• Requirement A: In the essay about friends moving away, what Tarot card does the Wheel remind the writer of?
• Requirement B: Print the passage of the essay about friends moving away starting with "Copyrighted by Lorna" and going on through "Stays the Same.".

• Given text:

Copyrighted by Lorna Tedder. Originally published in Crimes to the Third Degree.

A lot of my friends moved last year, either to marry or for job opportunities. When I say a lot, I mean most of them. I don’t blame them—the Wheel turns and provides narrow windows of opportunity, and you take them or you lose them, perhaps for good.

Flying By Night novel

It reminds me of the Tarot card, The Wheel of Fortune, also known as the Wheel of Life. It’s about Destiny and Movement and Chance and Opportunity and Nothing Stays the Same.

Things change, for good or for bad, and the chance to move doesn’t last for long or else things move on without you.

I still hear from Jillian on a regular basis, and miss our Chinese lunches and her too-loud conversations in public places about her sexcapades, real or imagined. But I haven’t been back to D.C. recently, so I’m not sure when I’ll see her again. She always reminded me of the kid sister I never had.

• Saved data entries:
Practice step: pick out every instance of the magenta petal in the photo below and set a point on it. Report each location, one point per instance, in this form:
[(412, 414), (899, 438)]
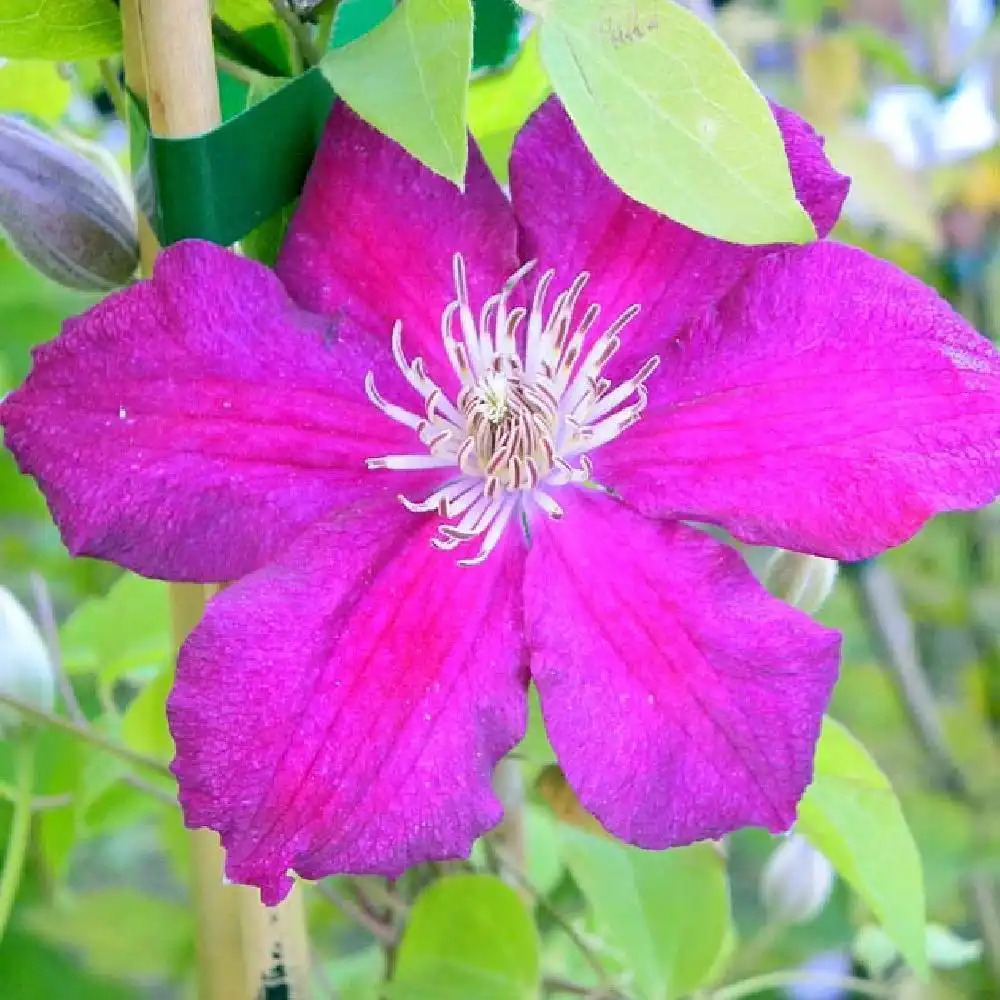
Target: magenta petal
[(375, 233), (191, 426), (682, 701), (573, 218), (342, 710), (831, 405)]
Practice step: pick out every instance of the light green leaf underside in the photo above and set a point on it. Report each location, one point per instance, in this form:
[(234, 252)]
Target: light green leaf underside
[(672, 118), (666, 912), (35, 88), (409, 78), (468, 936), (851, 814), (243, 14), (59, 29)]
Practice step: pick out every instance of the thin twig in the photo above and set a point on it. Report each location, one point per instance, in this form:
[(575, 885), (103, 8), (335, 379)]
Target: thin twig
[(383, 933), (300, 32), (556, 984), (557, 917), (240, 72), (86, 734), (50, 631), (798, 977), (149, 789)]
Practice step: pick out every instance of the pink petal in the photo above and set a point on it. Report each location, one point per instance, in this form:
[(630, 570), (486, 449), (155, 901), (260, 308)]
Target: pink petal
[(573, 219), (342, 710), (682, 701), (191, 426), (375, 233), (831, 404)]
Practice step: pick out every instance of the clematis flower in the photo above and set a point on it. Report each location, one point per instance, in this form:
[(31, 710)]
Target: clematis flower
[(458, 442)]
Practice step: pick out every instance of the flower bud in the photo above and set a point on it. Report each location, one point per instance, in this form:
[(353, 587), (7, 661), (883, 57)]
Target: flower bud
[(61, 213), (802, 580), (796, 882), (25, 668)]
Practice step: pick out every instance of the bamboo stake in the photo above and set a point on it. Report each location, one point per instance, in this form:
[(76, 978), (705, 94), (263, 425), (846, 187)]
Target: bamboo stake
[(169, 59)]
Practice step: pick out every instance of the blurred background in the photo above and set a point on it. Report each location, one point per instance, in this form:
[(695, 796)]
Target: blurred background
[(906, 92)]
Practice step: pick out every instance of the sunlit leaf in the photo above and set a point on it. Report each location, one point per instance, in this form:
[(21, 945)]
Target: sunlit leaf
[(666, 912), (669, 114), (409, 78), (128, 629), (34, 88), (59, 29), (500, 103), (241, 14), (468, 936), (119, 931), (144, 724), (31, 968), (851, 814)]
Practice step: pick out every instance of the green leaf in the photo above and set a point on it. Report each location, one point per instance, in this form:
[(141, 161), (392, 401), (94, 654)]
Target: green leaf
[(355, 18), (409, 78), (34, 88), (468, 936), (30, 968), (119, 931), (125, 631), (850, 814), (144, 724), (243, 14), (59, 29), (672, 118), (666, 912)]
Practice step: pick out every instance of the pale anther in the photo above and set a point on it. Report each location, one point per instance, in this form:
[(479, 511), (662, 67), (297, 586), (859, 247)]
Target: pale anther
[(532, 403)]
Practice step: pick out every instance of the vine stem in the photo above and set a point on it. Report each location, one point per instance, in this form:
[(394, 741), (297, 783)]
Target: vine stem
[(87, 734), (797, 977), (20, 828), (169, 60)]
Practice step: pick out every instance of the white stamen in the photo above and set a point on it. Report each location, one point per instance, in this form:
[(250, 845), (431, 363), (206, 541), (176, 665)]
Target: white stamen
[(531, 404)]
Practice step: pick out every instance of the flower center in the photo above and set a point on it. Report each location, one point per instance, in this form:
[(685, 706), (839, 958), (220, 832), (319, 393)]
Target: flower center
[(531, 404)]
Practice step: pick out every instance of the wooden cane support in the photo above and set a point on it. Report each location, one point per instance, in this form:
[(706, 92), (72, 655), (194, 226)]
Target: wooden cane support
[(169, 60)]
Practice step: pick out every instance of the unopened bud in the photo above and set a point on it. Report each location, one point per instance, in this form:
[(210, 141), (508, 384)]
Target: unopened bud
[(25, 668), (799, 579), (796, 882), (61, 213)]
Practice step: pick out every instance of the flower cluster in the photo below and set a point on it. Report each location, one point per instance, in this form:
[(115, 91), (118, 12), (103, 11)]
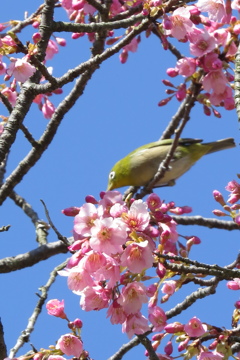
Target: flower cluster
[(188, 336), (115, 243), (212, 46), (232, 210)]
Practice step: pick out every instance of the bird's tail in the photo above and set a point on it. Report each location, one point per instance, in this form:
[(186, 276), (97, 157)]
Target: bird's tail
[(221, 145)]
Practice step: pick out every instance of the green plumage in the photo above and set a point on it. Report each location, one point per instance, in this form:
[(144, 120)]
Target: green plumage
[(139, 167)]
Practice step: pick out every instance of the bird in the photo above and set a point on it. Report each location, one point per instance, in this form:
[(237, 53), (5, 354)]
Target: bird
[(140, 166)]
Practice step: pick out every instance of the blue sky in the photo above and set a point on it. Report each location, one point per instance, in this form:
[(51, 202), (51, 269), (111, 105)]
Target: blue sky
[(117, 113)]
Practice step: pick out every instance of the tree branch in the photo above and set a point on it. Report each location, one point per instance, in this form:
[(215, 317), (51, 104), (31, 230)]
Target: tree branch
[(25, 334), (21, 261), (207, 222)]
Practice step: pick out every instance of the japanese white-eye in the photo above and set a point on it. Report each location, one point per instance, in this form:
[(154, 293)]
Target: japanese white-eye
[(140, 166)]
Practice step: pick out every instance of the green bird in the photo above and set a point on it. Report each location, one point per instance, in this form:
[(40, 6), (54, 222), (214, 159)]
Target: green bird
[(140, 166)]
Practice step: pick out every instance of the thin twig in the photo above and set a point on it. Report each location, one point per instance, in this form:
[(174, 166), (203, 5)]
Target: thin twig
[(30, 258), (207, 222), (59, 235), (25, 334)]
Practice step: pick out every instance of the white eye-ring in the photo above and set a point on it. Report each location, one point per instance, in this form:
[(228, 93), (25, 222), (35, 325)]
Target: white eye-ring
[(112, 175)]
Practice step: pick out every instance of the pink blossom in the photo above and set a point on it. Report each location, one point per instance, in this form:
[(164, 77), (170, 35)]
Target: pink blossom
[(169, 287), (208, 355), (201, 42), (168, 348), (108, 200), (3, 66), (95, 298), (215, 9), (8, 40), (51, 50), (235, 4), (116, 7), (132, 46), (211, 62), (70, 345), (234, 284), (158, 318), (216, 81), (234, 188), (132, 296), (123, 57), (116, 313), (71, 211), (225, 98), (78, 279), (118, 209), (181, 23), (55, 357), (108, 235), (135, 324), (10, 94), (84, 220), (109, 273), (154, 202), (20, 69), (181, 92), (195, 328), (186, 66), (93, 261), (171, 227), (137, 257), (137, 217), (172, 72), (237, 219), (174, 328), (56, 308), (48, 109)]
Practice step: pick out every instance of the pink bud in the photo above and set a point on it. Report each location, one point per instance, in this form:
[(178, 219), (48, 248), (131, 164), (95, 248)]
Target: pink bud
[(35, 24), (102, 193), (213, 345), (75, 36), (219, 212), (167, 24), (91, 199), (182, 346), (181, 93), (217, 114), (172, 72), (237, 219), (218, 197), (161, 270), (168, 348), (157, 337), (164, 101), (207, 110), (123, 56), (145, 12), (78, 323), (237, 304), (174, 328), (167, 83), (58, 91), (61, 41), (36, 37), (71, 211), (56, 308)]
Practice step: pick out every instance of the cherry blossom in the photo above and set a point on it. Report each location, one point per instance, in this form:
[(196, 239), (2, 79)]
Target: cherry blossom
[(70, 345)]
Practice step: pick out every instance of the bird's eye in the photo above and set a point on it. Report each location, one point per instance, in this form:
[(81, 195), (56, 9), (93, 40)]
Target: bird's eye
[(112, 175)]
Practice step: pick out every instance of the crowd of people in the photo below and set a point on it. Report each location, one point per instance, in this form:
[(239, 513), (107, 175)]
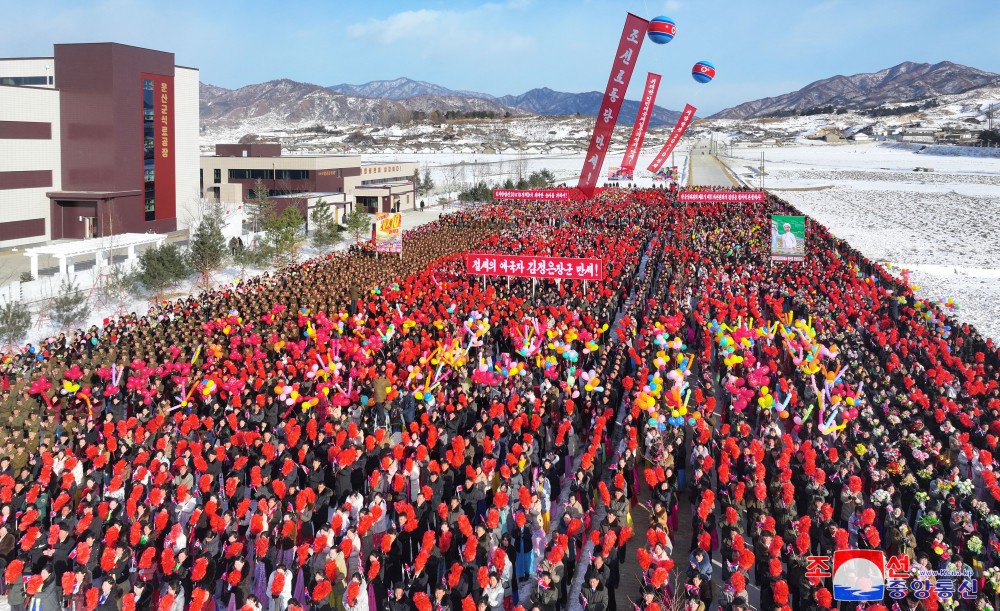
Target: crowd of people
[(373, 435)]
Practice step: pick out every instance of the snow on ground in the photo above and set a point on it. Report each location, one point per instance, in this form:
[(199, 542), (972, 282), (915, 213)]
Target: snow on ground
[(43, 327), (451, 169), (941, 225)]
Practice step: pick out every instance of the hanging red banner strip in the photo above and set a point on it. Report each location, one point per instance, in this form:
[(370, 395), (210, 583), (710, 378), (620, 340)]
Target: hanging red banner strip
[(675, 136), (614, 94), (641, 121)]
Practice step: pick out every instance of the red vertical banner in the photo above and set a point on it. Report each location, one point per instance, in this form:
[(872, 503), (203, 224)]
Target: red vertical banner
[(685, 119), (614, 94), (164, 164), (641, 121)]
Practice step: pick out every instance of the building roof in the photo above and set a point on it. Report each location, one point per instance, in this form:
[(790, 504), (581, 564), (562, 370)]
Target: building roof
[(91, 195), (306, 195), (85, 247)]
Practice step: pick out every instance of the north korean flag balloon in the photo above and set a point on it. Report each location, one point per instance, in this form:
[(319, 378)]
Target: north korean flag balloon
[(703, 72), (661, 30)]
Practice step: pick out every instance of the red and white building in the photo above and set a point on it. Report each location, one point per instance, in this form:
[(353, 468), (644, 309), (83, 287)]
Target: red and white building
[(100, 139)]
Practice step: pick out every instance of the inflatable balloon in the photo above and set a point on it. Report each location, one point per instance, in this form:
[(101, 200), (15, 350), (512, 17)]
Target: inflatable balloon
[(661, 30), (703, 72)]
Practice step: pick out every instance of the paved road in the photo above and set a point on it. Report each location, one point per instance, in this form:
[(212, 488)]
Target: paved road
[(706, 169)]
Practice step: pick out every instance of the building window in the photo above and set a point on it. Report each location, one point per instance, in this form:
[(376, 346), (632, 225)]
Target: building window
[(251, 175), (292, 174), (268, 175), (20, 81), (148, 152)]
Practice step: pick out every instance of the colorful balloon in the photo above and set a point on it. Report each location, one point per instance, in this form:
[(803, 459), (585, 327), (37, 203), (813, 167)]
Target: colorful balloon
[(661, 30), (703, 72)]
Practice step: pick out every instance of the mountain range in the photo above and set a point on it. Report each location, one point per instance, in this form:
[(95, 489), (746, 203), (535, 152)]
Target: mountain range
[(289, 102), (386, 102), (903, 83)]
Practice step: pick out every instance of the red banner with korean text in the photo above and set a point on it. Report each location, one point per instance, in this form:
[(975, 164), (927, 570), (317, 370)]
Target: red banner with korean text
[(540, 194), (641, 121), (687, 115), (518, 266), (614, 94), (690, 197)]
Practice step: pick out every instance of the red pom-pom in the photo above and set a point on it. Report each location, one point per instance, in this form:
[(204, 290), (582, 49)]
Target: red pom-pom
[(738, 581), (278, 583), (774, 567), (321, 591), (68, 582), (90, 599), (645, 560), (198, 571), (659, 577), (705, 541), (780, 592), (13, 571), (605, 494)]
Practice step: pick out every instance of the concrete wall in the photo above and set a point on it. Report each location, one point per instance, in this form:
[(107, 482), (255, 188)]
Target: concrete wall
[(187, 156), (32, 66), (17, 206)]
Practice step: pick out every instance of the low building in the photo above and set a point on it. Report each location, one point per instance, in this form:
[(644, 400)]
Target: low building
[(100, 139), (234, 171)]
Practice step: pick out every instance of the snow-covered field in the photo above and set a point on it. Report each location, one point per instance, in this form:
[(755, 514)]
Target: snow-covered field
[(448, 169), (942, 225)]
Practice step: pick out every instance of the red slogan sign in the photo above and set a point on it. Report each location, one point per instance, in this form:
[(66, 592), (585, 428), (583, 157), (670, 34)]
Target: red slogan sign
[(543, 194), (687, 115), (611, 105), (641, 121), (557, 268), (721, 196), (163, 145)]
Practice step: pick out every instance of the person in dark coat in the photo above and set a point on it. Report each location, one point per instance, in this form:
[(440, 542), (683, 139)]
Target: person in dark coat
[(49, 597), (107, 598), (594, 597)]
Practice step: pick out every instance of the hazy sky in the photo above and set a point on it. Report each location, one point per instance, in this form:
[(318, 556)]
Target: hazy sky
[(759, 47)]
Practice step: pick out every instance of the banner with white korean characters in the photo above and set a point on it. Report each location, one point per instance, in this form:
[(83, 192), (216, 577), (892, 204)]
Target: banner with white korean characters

• Task response A: The Wheel of Fortune, also known as the Wheel of Life.

• Task response B:
Copyrighted by Lorna Tedder. Originally published in Crimes to the Third Degree.

A lot of my friends moved last year, either to marry or for job opportunities. When I say a lot, I mean most of them. I don’t blame them—the Wheel turns and provides narrow windows of opportunity, and you take them or you lose them, perhaps for good.

Flying By Night novel

It reminds me of the Tarot card, The Wheel of Fortune, also known as the Wheel of Life. It’s about Destiny and Movement and Chance and Opportunity and Nothing Stays the Same.